* [SELECTED PASSAGE]
6. Leaving weeds for "later." How much harm can those itty, bitty weeds do? Not much now but give them a week or two and they can certainly choke out a lot. Think about it: Just look at any open space. Is it full of vegetables? No, it's full of the same plants that keep popping up all over your garden. If you gently cultivate the small weeds in your garden once a week, it's actually a lot less work than letting the garden get over grown and trying to save your vegetable by tearing out a weed forest.
7. Planting in small containers/planting too close. When plants are small, you can fit them into small containers. But they will stay small with no space for their roots nor nutrition from a good supply of soil. Plus, containers dry out very quickly. Pay attention to the planting instructions on seed packets, even when planting a container garden. If your kale needs 18" of space, but your pot is only 4" across, it won't grow to be the luscious kale plant of your dreams. I promise. Similar to the issue above, you have got to give your plants room to grow. I know it seems a cruel fate in the garden, to plant seeds, then rip out the ones you don't like. But this is the name of the gardening game. If you think you want more than what you are able to leave based on the plants space needs, then plant a bigger area next year, don't cram a bunch in a small space and expect high yields. Beets need 4-8 inches to produce a nice, fat, round beet. If you never thin them, and leave them in a thick cluster, you might not even get one beet. And that would be a beet tragedy. What to do with the thinnings? For most things, I say eat them!
8. Planting at the wrong time. Think you are getting ahead by planting all your seeds in a warm spring? Not if the weather turns and it snows 8" the next week! While weather is quite unpredictable, it's still a good rule of thumb to follow recommended advice for planting according to the climate in your region. Frost always kills tomatoes, and spinach always bolts in 100 degree weather. Plan to avoid these travesties by planting the majority of your garden according to conventional wisdom for your region. Having said all that, it's always fun to try to get ahead, or push the season a bit longer. If the mood strikes you in a warm spring, it's okay to plant some cold hardy crops early or tomatoes under protection, but always have a back up plan, just in case.
9. Thinking you don't need a fence. Will ground hogs eat this? Yep. Is this tomato variety deer tolerate? Um, never.

* [DATASET EXCERPTS]
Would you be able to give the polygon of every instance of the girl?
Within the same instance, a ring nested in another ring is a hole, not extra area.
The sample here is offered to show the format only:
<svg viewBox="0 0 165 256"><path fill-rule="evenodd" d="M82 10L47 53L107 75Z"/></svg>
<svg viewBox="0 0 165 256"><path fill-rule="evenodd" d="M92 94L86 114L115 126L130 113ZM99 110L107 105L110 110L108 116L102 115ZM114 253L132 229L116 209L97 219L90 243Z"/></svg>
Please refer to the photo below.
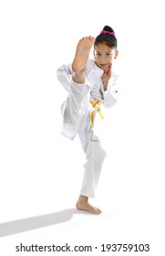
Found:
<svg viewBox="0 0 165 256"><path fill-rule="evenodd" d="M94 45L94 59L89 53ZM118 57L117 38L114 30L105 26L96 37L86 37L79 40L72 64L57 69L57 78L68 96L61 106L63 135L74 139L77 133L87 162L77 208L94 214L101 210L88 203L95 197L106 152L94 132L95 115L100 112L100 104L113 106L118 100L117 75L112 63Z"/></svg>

...

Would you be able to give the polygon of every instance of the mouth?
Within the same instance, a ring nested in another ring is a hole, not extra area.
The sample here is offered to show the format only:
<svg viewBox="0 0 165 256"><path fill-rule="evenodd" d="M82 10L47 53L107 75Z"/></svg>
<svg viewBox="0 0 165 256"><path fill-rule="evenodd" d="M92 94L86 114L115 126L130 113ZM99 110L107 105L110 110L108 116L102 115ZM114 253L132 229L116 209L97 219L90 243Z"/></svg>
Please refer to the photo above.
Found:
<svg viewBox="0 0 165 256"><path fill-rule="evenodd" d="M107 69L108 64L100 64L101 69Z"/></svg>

* [WORK INSTRUCTIONS]
A) From the passage on gardening mistakes, copy word for word the part that starts with "8. Planting at" and ends after "tolerate? Um, never.".
B) List each numbered mistake heading in the passage on gardening mistakes, with its number.

* [RESPONSES]
A)
8. Planting at the wrong time. Think you are getting ahead by planting all your seeds in a warm spring? Not if the weather turns and it snows 8" the next week! While weather is quite unpredictable, it's still a good rule of thumb to follow recommended advice for planting according to the climate in your region. Frost always kills tomatoes, and spinach always bolts in 100 degree weather. Plan to avoid these travesties by planting the majority of your garden according to conventional wisdom for your region. Having said all that, it's always fun to try to get ahead, or push the season a bit longer. If the mood strikes you in a warm spring, it's okay to plant some cold hardy crops early or tomatoes under protection, but always have a back up plan, just in case.
9. Thinking you don't need a fence. Will ground hogs eat this? Yep. Is this tomato variety deer tolerate? Um, never.

B)
6. Leaving weeds for "later."
7. Planting in small containers/planting too close.
8. Planting at the wrong time.
9. Thinking you don't need a fence.